Given request: Rewrite every line of the records from the line containing "Shelf-audit task: drop a dot on every instance of the forest" through the last line, keeping the requests. In the answers, scale each pixel coordinate by 2.25 and round it to a whole number, rounding halves up, and leave the requests unchanged.
=====
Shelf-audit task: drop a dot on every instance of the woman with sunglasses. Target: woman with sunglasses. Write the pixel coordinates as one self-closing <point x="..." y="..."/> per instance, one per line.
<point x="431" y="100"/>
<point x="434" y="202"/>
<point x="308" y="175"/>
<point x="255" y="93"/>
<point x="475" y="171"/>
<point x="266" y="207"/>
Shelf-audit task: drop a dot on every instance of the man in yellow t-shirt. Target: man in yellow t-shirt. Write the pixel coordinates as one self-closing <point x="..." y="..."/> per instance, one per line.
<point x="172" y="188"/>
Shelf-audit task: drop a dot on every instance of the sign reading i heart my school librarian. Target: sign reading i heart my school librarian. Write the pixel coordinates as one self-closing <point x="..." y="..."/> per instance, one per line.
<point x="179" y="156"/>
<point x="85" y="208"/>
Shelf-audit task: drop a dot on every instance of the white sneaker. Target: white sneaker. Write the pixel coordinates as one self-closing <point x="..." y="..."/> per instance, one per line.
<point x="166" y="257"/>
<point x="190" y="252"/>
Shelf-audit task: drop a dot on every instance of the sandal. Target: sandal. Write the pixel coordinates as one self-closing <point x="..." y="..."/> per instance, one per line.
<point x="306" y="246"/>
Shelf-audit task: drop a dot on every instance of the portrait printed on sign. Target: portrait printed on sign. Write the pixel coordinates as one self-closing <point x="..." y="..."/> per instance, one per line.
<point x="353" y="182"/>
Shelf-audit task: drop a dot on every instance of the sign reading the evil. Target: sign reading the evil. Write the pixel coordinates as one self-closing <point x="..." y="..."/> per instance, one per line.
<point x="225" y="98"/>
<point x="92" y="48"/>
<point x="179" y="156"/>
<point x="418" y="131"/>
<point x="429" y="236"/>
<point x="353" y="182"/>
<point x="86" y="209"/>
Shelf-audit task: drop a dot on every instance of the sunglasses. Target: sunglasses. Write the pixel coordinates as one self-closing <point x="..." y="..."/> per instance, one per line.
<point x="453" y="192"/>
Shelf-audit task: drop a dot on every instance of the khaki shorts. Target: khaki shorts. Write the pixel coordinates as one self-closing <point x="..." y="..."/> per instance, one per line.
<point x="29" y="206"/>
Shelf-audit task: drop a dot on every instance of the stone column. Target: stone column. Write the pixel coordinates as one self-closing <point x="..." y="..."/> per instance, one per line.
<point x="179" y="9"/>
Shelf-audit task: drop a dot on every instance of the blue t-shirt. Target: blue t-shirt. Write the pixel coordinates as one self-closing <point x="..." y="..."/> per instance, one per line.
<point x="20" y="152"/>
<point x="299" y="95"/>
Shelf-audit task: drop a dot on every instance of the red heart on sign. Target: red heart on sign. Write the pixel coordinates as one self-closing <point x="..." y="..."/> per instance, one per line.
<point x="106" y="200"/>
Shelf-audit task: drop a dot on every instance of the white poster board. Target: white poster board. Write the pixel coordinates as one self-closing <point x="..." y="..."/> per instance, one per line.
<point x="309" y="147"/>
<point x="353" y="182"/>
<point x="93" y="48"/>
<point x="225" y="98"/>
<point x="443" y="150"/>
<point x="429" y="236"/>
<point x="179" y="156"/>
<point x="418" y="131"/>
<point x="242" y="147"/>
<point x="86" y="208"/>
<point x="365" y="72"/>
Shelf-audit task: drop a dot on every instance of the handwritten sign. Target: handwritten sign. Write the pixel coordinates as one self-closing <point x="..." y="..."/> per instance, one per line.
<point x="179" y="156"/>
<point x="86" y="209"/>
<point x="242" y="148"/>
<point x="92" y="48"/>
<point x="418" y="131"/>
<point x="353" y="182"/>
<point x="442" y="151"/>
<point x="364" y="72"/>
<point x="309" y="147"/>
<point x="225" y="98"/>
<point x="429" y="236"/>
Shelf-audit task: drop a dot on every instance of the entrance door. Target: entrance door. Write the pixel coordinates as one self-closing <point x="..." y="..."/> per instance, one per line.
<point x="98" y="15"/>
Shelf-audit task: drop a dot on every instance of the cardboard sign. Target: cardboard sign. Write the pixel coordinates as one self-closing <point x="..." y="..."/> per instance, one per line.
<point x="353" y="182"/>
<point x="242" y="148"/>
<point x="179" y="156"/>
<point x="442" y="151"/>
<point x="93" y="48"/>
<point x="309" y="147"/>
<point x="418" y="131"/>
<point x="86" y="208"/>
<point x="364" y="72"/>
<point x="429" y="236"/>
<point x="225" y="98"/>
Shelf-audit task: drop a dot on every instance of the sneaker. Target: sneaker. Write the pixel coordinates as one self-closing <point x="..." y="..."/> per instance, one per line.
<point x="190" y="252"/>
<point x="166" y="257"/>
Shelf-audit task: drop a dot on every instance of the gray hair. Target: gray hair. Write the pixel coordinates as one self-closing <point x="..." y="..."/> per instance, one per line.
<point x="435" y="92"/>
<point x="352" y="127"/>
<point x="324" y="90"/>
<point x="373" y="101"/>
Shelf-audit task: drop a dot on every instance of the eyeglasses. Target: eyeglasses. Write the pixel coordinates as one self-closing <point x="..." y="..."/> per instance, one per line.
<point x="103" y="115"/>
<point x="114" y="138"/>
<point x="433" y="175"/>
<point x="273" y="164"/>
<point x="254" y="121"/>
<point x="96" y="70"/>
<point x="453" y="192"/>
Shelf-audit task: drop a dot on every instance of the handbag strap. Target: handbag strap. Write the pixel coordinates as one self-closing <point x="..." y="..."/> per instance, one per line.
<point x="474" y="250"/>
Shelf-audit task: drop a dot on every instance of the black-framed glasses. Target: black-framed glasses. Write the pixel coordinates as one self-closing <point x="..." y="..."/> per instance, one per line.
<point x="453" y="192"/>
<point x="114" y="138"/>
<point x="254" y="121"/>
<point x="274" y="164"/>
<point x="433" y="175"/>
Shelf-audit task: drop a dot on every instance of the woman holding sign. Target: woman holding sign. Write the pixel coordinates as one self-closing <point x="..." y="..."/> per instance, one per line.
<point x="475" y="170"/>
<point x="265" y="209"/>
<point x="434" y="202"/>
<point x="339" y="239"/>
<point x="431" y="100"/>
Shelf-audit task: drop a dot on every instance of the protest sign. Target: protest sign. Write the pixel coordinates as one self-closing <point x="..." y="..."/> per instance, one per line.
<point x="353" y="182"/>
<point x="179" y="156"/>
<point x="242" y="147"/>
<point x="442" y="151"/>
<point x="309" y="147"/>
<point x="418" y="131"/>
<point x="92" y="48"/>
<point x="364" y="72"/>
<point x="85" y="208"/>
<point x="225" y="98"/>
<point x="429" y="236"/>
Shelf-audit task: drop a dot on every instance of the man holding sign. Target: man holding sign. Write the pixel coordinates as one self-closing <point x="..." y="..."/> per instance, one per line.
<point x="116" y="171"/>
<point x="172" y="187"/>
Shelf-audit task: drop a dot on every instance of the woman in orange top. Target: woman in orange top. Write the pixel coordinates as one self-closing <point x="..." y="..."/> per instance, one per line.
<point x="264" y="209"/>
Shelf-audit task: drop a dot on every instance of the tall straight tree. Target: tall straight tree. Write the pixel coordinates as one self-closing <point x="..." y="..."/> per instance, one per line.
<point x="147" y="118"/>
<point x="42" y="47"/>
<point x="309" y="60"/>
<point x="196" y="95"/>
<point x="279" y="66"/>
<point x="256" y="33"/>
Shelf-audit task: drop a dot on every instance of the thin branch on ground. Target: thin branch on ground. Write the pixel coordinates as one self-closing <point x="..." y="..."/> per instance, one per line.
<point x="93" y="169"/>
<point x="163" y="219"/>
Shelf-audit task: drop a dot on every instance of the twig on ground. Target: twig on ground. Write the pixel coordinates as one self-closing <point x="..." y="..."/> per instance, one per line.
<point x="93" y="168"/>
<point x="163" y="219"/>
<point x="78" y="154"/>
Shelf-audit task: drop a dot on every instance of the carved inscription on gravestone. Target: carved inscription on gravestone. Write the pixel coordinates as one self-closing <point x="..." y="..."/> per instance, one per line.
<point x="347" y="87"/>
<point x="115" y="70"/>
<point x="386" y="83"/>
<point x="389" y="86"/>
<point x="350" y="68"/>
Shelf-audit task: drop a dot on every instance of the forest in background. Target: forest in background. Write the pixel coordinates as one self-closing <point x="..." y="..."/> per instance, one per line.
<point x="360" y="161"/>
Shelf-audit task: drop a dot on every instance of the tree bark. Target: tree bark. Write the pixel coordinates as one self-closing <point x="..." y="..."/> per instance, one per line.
=====
Problem solution:
Shelf-audit task: drop a dot on every instance of the forest in background. Target: forest in background. Write the pixel coordinates as one self-closing <point x="..." y="..."/> per instance, one per line.
<point x="810" y="362"/>
Shelf-audit task: drop a dot on every instance of the tree bark. Target: tree bark. Write the pixel coordinates as one self-closing <point x="..." y="..."/> per instance, one per line.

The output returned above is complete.